** What you will do **
Can you duplicate the lines word for word, beginning with the very first one and stopping after the line that contains "[64, 38, 96, 61]", with both ends included?

(Lines of data)
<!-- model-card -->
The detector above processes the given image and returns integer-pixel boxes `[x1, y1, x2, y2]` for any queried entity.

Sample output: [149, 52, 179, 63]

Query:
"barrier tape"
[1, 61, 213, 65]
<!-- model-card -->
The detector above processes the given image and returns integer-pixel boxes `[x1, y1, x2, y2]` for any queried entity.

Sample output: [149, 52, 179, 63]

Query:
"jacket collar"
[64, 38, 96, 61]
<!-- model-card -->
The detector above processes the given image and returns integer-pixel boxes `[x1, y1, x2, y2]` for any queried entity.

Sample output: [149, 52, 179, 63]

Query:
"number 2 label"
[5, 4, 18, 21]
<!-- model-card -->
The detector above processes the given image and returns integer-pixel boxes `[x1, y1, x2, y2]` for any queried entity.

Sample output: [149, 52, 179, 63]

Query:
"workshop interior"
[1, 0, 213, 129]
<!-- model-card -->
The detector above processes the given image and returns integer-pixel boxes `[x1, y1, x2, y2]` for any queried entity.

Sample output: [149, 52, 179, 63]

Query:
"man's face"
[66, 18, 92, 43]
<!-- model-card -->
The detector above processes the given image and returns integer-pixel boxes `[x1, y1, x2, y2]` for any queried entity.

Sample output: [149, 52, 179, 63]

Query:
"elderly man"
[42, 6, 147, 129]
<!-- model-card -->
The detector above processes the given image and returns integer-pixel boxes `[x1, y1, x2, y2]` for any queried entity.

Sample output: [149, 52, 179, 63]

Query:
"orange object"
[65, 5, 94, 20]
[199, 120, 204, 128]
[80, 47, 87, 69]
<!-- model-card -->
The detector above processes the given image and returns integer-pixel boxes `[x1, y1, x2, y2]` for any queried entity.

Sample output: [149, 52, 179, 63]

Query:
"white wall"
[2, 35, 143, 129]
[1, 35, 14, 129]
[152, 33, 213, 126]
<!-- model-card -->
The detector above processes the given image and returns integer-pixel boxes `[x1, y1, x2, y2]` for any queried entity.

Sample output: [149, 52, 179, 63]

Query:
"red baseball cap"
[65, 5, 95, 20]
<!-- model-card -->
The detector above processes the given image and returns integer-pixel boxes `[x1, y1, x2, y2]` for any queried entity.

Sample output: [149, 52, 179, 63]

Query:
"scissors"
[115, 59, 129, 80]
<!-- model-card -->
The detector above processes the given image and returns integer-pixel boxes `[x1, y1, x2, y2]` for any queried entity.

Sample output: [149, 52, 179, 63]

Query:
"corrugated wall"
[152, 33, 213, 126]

** Completed exercise **
<!-- model-card -->
The detector above processes the given image and returns integer-pixel boxes `[x1, y1, x2, y2]` for any queried entity.

Sample output: [149, 52, 179, 63]

Query:
"barrier tape"
[1, 61, 213, 65]
<!-- model-card -->
The detector above processes the given image and returns integer-pixel boxes `[x1, y1, x2, y2]` for any queried entity.

Sample output: [149, 52, 179, 63]

Query:
"jacket collar"
[64, 38, 96, 61]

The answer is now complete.